Convert the lines starting with the one that contains "the blouse sleeve" and going on through the end of the records into a numbered list, leaving out any blank lines.

==== ENTRIES ====

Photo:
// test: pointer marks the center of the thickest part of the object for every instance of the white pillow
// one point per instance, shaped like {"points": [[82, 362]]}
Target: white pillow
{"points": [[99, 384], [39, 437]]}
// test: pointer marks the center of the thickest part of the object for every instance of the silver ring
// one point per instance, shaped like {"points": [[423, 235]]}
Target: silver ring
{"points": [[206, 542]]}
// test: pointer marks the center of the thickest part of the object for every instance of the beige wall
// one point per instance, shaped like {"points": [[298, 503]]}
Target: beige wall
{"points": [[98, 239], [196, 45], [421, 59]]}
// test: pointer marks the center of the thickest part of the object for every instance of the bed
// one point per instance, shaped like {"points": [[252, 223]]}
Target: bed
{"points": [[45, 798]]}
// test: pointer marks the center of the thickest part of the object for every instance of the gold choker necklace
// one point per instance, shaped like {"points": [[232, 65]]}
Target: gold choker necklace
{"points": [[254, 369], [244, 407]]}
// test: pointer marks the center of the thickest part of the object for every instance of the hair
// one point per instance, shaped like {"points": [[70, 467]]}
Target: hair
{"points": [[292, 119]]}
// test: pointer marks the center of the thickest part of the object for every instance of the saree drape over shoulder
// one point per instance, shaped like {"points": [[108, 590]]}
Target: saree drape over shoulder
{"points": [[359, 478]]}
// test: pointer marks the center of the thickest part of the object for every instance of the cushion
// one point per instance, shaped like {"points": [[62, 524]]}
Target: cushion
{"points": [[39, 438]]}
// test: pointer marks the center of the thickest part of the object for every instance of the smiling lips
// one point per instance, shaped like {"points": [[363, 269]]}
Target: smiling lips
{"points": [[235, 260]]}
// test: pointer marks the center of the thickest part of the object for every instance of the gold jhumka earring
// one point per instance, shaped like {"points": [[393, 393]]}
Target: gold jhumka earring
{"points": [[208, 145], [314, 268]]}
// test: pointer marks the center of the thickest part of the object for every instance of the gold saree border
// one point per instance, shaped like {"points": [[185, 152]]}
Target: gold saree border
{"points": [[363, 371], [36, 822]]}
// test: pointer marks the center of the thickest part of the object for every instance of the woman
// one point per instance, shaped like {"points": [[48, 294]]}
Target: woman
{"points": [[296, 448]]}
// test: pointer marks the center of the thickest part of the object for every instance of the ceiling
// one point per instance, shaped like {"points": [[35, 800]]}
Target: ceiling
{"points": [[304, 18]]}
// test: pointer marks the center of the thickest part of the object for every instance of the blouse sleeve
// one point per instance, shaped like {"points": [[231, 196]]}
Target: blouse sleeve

====

PROBLEM SOLUTION:
1. // test: pointer marks the center of the thickest part of the object for every instance of the blouse sleeve
2. // one point per instance, shaped like {"points": [[231, 196]]}
3. Target: blouse sleeve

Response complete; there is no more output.